▶ **What needs to be done**
Please gather every line of the records below that contains the word "negative", matching case exactly, and copy each one out.

Stored data:

_ _ _ _ _ _ _

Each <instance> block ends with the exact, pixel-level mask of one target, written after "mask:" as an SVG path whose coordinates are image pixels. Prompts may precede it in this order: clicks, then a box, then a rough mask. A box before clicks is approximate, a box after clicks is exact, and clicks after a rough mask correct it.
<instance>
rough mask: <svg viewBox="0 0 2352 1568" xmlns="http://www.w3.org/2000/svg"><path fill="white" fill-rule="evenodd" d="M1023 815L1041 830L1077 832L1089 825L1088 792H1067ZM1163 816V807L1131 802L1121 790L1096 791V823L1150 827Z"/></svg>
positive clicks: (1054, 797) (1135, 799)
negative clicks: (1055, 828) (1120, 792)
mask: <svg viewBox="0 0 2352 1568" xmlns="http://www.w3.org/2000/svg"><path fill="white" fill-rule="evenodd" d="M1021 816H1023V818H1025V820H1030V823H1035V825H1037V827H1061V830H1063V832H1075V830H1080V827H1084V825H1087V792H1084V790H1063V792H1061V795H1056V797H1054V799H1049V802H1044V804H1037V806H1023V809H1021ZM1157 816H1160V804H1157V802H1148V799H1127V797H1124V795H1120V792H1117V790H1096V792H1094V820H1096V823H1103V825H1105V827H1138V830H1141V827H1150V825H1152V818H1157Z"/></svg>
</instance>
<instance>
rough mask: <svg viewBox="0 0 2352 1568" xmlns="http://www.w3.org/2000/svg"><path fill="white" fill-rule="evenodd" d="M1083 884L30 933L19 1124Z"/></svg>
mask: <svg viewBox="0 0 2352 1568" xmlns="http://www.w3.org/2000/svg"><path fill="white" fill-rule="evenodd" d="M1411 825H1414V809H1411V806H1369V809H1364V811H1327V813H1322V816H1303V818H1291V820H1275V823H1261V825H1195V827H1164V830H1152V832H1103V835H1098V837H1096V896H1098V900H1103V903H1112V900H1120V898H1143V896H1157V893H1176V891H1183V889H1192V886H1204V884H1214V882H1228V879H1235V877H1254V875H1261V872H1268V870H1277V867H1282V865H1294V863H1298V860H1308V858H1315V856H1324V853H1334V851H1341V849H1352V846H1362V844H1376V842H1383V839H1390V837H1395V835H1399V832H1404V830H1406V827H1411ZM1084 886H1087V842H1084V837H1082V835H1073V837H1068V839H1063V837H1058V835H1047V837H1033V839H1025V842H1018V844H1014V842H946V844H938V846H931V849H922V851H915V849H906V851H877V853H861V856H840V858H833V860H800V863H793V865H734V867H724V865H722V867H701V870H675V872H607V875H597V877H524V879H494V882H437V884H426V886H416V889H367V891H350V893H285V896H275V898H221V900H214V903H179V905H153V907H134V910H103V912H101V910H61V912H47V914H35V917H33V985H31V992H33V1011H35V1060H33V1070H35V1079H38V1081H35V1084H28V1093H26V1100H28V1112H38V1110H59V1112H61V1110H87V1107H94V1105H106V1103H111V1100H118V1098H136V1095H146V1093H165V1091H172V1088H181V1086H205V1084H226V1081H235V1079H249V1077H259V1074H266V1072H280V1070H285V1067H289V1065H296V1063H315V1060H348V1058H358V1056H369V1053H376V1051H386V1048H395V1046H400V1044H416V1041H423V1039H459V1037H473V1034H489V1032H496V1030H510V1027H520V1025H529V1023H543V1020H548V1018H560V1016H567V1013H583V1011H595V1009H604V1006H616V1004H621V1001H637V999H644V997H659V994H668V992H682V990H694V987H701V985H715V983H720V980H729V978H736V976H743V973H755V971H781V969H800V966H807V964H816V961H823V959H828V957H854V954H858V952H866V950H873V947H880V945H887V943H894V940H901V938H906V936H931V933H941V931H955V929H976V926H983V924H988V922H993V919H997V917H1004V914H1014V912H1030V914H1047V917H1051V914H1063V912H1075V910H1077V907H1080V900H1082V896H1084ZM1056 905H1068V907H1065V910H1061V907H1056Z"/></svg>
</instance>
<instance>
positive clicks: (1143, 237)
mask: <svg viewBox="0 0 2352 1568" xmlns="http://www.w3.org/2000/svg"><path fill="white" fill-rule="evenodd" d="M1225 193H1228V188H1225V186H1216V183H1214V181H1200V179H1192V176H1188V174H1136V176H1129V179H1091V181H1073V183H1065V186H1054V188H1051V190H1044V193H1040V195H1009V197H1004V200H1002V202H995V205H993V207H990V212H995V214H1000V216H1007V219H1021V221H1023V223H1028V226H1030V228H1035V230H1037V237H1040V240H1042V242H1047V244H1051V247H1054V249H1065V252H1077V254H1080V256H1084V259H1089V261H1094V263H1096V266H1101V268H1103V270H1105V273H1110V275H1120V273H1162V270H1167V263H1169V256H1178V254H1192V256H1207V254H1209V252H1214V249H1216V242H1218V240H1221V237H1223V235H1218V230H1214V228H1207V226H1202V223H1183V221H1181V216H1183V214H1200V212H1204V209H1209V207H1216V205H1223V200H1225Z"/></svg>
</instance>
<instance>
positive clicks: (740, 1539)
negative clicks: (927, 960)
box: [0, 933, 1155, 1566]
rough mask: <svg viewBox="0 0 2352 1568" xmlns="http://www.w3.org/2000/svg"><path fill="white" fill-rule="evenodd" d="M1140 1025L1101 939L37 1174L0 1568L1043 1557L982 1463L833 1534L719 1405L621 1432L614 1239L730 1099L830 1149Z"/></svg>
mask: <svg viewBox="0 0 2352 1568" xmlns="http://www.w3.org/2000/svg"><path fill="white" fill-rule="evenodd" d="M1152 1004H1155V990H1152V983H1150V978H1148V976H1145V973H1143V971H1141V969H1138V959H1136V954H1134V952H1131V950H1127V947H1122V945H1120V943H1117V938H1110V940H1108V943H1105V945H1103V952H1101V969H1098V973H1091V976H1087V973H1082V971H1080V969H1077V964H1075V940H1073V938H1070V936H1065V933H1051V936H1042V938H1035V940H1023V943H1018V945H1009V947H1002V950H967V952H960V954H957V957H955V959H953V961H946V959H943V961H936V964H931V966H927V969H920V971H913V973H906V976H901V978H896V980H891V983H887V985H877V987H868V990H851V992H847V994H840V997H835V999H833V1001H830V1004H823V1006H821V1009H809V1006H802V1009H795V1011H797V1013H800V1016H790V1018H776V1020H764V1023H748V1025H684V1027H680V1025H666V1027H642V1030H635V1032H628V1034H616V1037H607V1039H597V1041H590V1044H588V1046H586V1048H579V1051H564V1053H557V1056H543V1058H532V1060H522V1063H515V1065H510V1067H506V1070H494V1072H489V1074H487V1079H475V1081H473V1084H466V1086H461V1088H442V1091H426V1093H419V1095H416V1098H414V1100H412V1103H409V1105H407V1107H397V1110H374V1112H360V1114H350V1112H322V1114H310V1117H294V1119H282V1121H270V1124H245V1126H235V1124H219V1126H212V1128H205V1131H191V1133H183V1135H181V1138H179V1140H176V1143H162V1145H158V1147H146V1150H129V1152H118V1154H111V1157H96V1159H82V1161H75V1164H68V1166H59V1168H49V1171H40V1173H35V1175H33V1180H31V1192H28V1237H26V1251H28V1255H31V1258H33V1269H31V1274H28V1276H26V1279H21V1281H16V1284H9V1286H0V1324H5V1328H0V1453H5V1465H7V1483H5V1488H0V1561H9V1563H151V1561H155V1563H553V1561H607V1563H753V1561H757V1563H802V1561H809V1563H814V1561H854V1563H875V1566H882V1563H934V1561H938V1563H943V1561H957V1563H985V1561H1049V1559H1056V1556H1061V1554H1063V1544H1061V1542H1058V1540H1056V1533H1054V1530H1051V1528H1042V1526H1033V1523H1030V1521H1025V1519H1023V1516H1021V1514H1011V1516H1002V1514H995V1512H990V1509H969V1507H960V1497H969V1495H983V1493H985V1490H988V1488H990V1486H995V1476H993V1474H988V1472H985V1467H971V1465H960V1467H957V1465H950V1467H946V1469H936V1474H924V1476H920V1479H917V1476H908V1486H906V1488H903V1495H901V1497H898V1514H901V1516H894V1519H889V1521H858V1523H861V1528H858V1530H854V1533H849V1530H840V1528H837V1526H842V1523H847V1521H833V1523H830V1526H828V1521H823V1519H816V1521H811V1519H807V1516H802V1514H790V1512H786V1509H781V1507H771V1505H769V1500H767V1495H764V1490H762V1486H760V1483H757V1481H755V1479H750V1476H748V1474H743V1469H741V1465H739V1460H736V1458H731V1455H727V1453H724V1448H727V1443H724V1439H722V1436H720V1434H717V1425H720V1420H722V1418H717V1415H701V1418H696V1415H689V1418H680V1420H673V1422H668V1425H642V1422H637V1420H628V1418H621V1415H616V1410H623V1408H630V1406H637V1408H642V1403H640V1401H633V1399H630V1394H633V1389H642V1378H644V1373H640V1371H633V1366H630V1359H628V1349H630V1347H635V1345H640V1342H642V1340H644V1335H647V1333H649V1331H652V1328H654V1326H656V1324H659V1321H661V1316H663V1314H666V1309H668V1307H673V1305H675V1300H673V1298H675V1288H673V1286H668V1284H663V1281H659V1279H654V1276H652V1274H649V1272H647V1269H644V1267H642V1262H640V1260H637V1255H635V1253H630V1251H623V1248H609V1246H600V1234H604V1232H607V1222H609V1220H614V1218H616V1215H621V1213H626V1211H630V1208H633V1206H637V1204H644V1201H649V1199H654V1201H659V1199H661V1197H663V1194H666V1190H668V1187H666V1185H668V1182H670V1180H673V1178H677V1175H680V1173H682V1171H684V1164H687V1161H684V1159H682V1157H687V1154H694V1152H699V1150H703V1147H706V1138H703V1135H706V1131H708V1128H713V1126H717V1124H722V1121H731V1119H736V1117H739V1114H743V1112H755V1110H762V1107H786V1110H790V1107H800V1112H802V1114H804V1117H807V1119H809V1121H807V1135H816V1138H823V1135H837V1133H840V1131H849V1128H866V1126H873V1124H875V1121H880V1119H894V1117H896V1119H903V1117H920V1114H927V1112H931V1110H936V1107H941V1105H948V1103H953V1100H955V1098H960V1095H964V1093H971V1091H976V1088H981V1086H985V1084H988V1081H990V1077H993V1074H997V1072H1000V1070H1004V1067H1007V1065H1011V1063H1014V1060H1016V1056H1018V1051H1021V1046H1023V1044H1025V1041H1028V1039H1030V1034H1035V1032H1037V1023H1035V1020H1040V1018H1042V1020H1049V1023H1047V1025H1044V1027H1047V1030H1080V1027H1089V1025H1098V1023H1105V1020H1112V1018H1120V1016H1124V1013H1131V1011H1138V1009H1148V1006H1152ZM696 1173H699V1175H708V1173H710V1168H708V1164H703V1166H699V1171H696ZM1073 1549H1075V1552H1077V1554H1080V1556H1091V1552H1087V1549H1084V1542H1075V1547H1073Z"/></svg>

_ _ _ _ _ _ _

▶ **Completed exercise**
negative clicks: (1055, 828) (1120, 792)
negative clicks: (927, 960)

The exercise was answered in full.